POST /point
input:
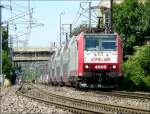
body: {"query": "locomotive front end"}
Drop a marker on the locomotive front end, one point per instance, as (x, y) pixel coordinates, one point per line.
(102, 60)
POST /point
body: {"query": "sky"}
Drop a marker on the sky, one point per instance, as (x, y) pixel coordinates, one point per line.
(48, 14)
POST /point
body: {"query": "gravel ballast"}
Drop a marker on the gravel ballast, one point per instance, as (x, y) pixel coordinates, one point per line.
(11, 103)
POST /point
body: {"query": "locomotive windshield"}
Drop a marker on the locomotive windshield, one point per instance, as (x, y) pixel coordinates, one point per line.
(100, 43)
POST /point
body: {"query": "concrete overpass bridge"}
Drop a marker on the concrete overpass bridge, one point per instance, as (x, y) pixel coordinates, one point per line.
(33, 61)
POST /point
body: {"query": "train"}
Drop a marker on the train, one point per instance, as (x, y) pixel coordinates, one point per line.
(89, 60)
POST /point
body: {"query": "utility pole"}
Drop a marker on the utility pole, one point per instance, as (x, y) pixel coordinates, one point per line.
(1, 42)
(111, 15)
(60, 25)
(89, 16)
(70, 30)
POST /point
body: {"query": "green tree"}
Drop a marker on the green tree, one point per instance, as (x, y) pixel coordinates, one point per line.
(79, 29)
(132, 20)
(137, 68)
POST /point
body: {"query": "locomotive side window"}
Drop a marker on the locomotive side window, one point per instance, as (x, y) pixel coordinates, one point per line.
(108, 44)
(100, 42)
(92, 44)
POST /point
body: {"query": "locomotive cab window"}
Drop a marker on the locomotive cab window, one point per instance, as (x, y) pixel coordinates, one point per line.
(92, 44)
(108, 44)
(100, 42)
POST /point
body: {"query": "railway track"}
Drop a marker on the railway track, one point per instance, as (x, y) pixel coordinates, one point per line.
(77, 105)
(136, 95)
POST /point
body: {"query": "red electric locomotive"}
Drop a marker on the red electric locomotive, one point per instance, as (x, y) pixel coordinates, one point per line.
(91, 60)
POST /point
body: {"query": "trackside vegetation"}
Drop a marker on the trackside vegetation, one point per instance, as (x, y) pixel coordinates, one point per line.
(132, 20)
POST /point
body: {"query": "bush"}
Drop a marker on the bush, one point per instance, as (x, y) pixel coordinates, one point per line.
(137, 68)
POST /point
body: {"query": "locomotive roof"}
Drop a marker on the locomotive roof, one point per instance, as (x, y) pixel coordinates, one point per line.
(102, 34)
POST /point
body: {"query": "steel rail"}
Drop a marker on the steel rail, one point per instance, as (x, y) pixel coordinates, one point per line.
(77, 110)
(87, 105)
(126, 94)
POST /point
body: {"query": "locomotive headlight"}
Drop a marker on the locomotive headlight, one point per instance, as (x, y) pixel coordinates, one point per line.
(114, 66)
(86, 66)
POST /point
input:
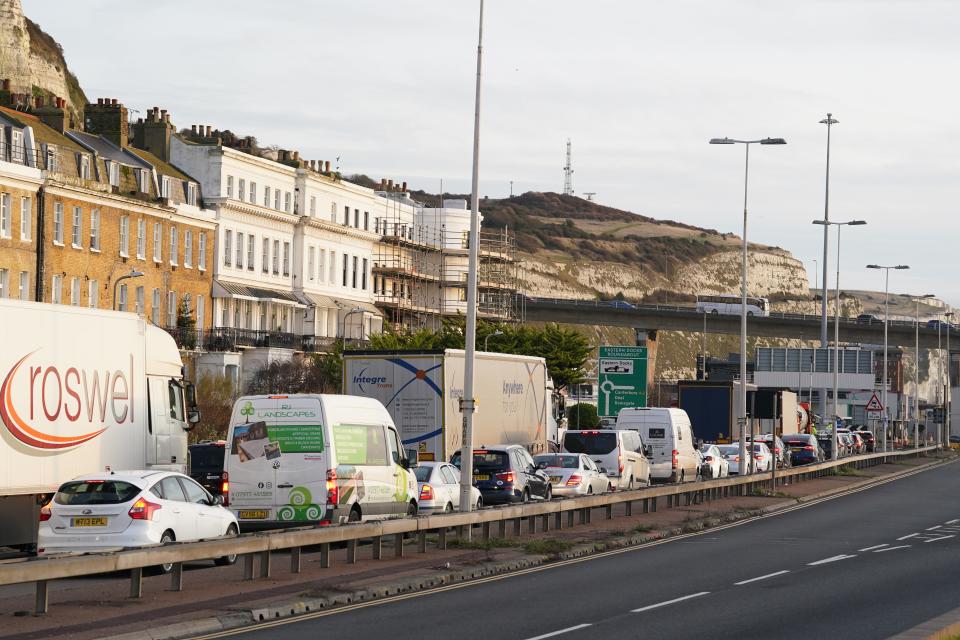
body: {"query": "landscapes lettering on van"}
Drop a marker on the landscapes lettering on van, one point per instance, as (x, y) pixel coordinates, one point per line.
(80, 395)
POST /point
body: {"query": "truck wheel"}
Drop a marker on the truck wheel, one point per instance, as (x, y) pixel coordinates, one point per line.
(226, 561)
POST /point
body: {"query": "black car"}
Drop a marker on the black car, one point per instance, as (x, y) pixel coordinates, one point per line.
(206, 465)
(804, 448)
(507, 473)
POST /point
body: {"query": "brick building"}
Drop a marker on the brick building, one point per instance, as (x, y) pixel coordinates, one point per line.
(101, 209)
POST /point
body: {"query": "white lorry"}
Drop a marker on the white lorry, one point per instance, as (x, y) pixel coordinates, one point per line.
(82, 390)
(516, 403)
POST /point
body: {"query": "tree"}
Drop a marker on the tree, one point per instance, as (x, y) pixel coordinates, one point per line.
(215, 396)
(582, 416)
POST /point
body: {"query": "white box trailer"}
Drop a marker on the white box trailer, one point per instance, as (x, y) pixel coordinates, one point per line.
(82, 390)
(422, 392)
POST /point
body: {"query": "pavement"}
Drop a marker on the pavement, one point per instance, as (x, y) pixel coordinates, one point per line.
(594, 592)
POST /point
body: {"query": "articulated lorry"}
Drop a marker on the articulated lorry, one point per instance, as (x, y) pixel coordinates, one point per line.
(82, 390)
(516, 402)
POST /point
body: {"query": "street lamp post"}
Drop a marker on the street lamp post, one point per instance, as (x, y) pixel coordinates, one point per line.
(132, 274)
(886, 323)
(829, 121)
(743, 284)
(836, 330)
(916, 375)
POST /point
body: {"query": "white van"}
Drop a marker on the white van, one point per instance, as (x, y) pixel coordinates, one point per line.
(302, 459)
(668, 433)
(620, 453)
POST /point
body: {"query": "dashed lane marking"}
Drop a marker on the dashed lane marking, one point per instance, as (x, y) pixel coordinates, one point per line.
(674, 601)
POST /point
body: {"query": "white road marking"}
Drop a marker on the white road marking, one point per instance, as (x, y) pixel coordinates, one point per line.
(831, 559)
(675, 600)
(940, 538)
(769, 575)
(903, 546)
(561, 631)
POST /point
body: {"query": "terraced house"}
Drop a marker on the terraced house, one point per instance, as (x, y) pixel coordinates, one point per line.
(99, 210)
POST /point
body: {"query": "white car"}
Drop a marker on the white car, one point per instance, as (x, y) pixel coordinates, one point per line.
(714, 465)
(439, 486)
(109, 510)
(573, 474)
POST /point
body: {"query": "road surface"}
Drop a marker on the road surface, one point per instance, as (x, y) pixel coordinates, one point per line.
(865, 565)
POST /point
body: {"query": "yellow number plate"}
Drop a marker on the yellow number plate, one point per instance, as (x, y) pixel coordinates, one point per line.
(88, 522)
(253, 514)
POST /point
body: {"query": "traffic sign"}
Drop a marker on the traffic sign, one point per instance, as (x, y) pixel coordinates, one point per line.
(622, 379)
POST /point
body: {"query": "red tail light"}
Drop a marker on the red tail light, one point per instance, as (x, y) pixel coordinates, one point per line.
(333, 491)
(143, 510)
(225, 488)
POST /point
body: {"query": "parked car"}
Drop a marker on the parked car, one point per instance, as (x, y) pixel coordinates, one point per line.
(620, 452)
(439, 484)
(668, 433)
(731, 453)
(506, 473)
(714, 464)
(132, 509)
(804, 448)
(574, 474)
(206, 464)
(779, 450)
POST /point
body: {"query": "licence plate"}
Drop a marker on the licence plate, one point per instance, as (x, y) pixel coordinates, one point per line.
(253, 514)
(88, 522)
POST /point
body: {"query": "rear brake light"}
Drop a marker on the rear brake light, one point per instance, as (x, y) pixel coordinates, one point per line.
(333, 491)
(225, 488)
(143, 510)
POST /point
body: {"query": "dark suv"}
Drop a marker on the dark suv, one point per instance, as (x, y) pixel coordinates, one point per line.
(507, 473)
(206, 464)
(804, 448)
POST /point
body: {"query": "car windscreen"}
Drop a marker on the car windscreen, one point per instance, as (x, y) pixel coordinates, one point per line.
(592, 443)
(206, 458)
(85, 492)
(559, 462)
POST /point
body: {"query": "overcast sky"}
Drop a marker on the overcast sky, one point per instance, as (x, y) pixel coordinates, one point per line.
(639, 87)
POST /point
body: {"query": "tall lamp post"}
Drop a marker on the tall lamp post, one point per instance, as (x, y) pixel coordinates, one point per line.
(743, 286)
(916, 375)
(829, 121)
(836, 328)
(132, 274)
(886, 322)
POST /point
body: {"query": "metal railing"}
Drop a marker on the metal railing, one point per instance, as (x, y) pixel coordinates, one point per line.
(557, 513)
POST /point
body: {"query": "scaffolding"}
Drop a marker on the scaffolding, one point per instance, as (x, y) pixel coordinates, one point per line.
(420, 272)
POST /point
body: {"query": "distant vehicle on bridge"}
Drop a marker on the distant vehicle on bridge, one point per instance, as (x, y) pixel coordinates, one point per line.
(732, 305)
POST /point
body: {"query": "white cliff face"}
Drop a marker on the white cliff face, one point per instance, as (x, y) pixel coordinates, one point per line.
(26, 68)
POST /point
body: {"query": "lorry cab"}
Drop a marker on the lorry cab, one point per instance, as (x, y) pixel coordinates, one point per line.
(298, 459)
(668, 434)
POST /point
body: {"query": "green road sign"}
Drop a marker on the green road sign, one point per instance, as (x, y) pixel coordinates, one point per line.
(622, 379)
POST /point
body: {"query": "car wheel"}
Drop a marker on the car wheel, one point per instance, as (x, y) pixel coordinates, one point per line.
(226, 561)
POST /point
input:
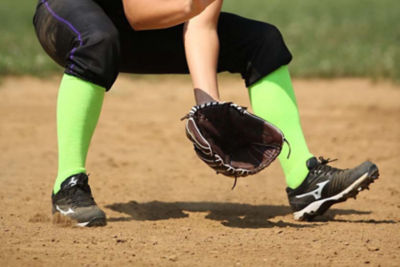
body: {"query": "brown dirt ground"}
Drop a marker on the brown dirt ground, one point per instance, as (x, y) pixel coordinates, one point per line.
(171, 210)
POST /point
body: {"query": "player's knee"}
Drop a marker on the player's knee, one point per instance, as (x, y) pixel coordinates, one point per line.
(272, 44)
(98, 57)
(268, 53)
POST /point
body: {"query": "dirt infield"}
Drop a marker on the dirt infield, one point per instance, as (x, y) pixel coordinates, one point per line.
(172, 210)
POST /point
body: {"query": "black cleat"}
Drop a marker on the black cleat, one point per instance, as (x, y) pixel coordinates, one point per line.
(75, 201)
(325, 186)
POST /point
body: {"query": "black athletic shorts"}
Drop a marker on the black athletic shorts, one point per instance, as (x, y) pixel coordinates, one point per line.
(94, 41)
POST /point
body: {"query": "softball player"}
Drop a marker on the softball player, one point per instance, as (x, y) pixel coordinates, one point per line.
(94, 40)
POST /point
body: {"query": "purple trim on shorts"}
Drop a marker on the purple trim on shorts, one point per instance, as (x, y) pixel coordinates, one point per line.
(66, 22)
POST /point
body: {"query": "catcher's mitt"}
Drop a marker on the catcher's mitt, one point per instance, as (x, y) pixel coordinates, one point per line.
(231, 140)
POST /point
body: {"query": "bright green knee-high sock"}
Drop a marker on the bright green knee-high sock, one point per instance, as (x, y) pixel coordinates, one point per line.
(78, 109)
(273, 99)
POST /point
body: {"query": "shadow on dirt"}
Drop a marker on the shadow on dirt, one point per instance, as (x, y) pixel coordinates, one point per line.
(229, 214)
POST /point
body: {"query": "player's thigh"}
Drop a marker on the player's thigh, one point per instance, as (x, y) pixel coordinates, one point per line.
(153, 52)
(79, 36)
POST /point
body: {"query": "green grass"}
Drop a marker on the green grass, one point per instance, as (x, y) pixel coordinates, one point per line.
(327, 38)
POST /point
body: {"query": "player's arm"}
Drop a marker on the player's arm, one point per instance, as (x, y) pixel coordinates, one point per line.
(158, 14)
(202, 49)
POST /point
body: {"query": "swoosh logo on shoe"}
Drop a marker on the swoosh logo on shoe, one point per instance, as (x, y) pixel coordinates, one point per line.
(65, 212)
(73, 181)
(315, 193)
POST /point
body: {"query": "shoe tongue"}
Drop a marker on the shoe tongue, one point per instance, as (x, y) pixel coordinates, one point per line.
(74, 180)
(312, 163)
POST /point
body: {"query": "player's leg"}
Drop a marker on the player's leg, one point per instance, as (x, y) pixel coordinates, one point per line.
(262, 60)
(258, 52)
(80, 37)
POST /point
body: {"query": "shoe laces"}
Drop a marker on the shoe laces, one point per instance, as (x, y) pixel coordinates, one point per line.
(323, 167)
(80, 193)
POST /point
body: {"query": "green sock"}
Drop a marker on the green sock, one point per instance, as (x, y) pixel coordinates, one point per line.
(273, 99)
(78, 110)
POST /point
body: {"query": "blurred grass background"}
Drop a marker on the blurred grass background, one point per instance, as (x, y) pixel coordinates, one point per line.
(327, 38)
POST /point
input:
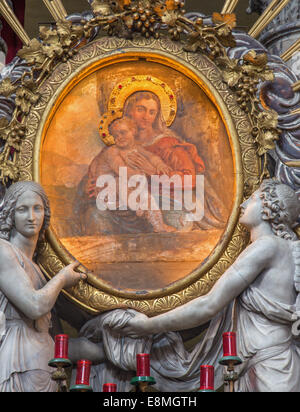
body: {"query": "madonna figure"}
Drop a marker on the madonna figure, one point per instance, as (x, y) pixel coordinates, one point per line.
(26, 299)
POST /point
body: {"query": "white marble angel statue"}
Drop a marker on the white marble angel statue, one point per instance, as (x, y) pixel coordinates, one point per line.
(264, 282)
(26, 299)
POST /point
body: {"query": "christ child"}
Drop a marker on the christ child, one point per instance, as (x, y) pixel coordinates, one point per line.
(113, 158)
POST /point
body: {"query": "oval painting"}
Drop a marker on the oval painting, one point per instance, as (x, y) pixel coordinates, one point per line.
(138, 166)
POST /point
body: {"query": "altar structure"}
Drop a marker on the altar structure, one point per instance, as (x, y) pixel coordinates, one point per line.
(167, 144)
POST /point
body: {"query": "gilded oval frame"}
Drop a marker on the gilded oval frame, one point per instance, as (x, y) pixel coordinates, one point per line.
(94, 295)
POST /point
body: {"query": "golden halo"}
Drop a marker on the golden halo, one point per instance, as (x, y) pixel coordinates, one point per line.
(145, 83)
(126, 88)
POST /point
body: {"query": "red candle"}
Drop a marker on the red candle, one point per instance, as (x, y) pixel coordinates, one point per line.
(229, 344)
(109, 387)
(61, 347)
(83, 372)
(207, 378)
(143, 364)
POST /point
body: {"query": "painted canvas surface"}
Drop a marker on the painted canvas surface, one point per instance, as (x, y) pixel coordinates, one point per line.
------------------------
TASK BRIEF: Show each line of the rows above that contains the string "infield", reproduced verbatim.

SOLVED EXERCISE:
body: {"query": "dirt infield"}
Drop a marker on the dirt infield, one point per instance, as (x, y) pixel coordinates, one point per line.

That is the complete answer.